Reproduce the lines from the one containing "line, e.g. (231,164)." through the last line below, both included, scaling every coordinate in the answers by 2 and rounding to whole numbers with halves going up. Leave the request lines and their sample coordinates unchanged.

[Data for this exercise start]

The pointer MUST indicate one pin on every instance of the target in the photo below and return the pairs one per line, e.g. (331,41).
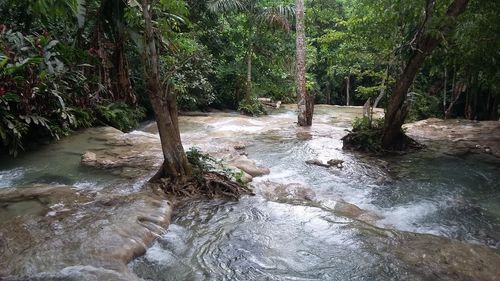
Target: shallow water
(256,239)
(57,163)
(260,239)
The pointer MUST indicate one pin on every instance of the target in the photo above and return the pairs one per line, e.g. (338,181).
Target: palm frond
(278,16)
(217,6)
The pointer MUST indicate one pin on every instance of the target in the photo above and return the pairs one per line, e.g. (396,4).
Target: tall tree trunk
(175,164)
(348,88)
(445,88)
(382,88)
(248,84)
(305,103)
(122,85)
(426,42)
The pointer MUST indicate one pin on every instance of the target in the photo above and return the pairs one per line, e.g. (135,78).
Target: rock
(128,155)
(240,146)
(246,178)
(289,193)
(317,162)
(250,167)
(330,163)
(89,158)
(335,162)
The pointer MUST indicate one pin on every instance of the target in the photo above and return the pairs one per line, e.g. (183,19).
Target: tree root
(209,184)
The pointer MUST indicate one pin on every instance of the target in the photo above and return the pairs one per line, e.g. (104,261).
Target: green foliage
(120,115)
(252,107)
(202,163)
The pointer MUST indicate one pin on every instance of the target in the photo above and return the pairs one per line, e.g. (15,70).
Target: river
(415,216)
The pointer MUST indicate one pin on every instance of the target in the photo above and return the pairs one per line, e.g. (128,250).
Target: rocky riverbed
(88,218)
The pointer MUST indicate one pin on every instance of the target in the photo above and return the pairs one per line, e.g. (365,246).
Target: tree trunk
(457,91)
(175,164)
(248,84)
(445,88)
(305,103)
(392,134)
(382,89)
(348,88)
(122,85)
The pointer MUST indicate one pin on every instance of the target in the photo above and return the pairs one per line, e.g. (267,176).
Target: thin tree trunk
(348,89)
(175,165)
(328,95)
(392,134)
(445,88)
(248,84)
(382,89)
(305,103)
(457,91)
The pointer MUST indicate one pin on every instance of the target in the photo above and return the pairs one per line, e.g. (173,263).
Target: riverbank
(370,208)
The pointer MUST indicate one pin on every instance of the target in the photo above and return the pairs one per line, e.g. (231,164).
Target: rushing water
(256,239)
(260,238)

[Data for this exercise end]

Answer in full:
The pointer MUST indicate one pin on every instance of the target in the photo above and return the pairs one per line, e.g. (231,164).
Target: rushing water
(512,478)
(520,476)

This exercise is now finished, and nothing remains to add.